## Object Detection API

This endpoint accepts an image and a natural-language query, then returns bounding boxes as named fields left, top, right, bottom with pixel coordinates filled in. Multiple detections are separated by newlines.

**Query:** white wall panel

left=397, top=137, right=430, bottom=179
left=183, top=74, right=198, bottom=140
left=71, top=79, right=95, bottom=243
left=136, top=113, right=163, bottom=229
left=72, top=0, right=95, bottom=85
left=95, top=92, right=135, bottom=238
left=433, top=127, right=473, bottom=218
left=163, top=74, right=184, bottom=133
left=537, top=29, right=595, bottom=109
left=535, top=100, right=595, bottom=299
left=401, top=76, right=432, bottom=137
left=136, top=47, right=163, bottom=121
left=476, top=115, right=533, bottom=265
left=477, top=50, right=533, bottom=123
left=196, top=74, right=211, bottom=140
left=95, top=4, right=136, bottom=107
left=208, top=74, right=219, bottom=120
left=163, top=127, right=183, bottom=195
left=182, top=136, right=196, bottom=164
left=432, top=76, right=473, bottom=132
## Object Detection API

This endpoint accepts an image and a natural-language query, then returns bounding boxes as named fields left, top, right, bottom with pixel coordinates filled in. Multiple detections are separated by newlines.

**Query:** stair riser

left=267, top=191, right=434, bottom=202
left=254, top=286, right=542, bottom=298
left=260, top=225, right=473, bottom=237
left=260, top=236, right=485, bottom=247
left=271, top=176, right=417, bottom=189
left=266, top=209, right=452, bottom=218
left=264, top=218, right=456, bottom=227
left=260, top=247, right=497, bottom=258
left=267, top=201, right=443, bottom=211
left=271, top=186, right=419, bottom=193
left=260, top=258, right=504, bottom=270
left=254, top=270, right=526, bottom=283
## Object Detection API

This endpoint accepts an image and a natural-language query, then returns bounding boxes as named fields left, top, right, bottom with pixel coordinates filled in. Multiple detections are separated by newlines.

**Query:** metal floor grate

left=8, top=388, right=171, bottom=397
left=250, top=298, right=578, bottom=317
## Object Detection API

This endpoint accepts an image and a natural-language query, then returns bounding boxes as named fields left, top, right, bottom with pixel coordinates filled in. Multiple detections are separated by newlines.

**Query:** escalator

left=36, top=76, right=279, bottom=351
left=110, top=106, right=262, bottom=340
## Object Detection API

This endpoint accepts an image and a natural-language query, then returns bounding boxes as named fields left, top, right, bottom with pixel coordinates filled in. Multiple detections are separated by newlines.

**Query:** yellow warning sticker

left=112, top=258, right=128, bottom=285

▶ PROBLEM DESCRIPTION
Repeat the material above word for word, from its first line to the line with "left=432, top=76, right=473, bottom=132", including both of those lines.

▶ THE RESPONSE
## Object Detection API

This endpoint accepts an image and a natural-language query, then returns bounding boxes as named fields left, top, right, bottom with pixel coordinates filled in. Multiple detections are separated by newlines.

**Query:** white wall panel

left=397, top=137, right=430, bottom=179
left=183, top=74, right=198, bottom=140
left=71, top=79, right=95, bottom=243
left=136, top=113, right=163, bottom=229
left=72, top=0, right=95, bottom=85
left=95, top=92, right=135, bottom=238
left=433, top=127, right=473, bottom=218
left=163, top=74, right=184, bottom=133
left=537, top=29, right=595, bottom=109
left=535, top=100, right=595, bottom=299
left=401, top=76, right=432, bottom=137
left=136, top=47, right=163, bottom=121
left=476, top=115, right=533, bottom=265
left=477, top=50, right=533, bottom=123
left=196, top=74, right=211, bottom=140
left=95, top=4, right=136, bottom=107
left=208, top=74, right=219, bottom=120
left=163, top=127, right=183, bottom=195
left=182, top=136, right=196, bottom=164
left=432, top=76, right=473, bottom=132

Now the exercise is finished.